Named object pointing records
##########
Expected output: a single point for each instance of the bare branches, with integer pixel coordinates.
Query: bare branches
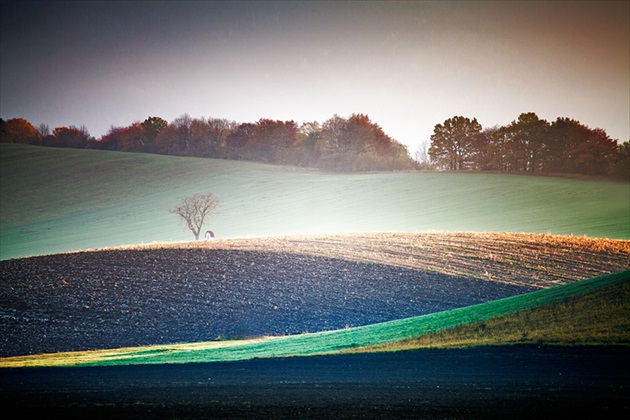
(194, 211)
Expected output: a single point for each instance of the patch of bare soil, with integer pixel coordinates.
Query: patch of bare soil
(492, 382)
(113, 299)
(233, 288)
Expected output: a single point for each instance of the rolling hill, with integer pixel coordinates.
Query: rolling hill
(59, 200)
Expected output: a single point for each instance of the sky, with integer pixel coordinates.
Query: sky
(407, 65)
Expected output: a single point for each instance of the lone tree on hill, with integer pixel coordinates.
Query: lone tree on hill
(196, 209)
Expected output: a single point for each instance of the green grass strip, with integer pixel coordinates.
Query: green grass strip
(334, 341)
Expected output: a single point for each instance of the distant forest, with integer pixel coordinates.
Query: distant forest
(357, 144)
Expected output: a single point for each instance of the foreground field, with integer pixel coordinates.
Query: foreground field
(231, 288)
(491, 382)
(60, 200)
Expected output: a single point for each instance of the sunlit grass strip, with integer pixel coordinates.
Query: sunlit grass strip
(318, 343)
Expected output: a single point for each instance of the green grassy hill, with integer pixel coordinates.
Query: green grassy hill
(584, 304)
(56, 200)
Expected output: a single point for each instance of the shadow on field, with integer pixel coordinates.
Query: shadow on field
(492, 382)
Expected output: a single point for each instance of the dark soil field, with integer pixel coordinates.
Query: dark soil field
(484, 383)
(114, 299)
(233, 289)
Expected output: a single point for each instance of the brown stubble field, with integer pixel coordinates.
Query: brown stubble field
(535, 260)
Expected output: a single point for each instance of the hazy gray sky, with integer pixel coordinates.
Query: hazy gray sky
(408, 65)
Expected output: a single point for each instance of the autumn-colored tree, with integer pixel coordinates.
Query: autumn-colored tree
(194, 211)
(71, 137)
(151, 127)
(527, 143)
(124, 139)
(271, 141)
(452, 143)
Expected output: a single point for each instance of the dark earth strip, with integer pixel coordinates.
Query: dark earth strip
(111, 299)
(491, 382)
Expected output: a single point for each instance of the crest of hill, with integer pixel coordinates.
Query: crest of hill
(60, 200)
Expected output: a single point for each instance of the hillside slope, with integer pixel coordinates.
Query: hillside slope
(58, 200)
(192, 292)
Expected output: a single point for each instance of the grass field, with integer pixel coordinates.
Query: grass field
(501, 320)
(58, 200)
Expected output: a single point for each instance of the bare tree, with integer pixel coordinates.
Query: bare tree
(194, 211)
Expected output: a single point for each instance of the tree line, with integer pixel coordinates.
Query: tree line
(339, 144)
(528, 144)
##########
Goal of the exercise: Rewrite every line from the one containing "bare tree, with integer pixel coordinates." through the end of the records, inclusive, keeping the requests and shifting each coordinate in the answers by subtracting 55.

The result:
Expected output: a single point for each instance of the bare tree, with integer pixel coordinates.
Query: bare tree
(139, 156)
Expected output: a single point for each instance of the tree line, with integer pixel coordinates.
Query: tree line
(284, 89)
(473, 89)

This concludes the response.